"Objective — one point per instance of the oatmeal" appears in one line; retype that line and all lines following it through the end of the records, with nothing left out or added.

----

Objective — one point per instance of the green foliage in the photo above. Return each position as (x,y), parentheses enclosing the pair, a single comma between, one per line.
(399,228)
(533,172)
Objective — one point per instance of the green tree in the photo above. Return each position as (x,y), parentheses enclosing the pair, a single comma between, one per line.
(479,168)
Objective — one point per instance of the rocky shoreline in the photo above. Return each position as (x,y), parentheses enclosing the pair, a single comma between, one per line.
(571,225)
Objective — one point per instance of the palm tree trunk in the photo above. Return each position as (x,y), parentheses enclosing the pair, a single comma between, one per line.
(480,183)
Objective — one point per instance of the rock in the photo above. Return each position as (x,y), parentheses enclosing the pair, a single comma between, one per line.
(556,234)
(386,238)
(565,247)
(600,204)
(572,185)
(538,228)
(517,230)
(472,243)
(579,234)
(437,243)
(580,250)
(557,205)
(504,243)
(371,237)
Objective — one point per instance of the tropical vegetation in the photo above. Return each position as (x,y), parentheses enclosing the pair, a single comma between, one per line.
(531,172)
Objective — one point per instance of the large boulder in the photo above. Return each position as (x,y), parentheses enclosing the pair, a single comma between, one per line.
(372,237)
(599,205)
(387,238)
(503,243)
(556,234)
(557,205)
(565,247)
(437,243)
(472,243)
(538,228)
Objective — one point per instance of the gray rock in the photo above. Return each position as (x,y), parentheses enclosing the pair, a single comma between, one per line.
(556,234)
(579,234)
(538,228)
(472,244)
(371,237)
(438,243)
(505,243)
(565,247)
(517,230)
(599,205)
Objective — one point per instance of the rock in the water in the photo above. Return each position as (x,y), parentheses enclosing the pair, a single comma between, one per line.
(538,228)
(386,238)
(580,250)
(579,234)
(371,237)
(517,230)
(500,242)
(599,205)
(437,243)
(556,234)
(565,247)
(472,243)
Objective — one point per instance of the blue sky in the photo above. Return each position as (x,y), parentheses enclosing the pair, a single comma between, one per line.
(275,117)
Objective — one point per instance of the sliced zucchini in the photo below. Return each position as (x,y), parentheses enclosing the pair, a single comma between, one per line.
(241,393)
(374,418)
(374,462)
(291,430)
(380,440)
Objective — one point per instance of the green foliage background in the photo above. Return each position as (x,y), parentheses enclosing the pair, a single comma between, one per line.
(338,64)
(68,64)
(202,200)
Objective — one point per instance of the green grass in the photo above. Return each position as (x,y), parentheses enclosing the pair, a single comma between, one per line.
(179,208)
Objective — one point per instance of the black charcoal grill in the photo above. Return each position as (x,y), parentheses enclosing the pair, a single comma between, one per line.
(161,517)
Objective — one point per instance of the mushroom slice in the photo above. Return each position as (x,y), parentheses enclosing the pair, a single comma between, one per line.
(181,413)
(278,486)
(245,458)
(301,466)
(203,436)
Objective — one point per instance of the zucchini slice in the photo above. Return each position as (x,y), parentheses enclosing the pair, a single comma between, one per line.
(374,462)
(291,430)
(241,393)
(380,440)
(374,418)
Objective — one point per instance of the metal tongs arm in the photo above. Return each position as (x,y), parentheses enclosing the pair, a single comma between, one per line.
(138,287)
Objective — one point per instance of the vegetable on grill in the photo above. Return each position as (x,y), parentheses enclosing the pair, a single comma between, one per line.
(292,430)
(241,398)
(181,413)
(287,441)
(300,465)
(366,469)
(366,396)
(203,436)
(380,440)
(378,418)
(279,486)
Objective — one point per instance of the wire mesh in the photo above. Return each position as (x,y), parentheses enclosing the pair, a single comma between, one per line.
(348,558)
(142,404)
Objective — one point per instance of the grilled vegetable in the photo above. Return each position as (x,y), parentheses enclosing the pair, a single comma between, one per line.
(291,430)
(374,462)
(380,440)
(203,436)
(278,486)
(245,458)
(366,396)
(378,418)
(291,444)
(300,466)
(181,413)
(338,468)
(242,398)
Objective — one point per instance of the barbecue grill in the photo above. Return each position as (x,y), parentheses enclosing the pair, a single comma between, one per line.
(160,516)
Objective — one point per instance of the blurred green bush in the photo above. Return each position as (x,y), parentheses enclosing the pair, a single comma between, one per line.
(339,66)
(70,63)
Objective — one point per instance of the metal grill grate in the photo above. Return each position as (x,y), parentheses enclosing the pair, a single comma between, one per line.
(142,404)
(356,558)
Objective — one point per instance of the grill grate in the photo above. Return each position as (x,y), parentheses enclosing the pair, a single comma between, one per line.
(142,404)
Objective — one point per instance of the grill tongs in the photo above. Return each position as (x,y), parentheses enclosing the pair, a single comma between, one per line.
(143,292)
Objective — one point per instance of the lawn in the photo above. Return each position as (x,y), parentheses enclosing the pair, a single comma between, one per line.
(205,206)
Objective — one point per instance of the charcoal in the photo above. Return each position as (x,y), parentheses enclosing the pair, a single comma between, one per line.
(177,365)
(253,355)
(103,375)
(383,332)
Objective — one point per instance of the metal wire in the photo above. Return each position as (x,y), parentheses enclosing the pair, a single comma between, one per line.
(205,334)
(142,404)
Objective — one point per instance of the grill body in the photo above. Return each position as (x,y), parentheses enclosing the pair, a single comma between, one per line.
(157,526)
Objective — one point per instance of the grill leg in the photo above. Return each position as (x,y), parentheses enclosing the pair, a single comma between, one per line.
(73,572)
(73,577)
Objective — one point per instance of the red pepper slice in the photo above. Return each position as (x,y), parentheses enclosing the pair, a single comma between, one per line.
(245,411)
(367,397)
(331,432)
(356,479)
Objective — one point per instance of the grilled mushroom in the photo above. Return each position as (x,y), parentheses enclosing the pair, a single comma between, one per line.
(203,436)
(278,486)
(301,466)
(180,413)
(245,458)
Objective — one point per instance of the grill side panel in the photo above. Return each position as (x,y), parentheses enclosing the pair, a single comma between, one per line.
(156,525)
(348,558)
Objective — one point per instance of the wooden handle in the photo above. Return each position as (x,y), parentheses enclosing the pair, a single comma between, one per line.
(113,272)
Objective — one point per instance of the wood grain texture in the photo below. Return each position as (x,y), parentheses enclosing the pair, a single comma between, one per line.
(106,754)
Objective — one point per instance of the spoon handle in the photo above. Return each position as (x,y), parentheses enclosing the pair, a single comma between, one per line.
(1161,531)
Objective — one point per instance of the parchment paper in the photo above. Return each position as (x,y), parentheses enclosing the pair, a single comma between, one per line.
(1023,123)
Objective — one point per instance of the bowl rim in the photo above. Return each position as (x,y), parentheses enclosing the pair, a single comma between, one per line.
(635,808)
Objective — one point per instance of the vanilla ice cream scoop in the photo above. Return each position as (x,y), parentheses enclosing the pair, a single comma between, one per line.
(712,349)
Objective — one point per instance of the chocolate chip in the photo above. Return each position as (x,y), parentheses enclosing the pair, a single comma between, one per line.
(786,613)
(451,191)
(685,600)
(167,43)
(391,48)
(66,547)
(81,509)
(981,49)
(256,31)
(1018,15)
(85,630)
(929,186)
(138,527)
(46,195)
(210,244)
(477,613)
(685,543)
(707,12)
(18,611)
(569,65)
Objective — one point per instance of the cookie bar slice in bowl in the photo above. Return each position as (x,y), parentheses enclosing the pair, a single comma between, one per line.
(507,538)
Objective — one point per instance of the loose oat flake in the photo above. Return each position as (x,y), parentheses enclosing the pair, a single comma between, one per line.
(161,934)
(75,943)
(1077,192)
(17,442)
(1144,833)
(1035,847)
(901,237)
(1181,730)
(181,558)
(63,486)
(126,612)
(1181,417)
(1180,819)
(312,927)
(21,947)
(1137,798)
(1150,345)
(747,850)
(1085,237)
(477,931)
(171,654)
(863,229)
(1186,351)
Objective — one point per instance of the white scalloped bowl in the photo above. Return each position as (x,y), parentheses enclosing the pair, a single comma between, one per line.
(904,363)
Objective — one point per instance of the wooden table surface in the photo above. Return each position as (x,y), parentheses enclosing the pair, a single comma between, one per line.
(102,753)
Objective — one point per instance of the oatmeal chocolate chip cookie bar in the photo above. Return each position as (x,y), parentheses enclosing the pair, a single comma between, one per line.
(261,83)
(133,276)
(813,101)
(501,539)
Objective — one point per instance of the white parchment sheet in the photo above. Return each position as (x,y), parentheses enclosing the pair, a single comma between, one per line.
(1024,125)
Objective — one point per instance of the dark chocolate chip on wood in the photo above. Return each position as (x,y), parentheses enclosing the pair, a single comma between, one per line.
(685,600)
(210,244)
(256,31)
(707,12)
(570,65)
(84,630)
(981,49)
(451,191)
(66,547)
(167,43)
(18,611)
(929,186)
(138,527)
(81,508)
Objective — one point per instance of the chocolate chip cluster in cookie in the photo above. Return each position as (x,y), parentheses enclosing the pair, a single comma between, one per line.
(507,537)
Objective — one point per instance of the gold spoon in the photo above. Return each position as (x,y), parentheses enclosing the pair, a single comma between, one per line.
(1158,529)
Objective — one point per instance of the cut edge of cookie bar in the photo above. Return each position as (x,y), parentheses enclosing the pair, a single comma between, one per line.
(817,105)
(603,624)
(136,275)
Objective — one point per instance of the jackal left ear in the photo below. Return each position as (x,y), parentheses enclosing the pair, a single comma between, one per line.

----

• **Output**:
Objective — one point per instance of the oatmeal chocolate chip cookie bar in the photo above. Return each position as (x,y), parentheses enclosing the pair, a single comma between, one per line.
(261,83)
(133,276)
(813,101)
(501,539)
Objective — one point per instance of the white parchment sheet in the photo above. Return each position as (x,y), parentheses enclosing the pair, a single comma between, one per line.
(1024,125)
Objective — one point per instance of the dark chocolate chip on wood in the photo above. Return each position as (x,y), parentheses enclosing the pair, a single comma between, one per line.
(685,600)
(210,244)
(256,31)
(707,12)
(570,65)
(84,630)
(981,49)
(451,191)
(66,547)
(167,43)
(18,611)
(929,186)
(138,527)
(81,508)
Objective — one point per instance of the chocolate chip cluster in cookie in the photo above. Return each position as (x,y), parentheses enclosing the pair, a single comma between, one per line.
(507,537)
Objective — one point per instance of the gold spoon in the photo above. Return each position as (x,y), parentheses enclosing the pair, a single comma between, one per line.
(1158,529)
Objective — one point per instance of the cut edge of cookie bar in the photo above. Return each position as (x,y), parentheses enclosing the pair, a single comma between, one per line.
(817,105)
(603,624)
(136,275)
Objective — one point per instance of the jackal left ear in the photo below. Return each position as (x,y), parentheses enclosing the pair, a single comma between, one per line.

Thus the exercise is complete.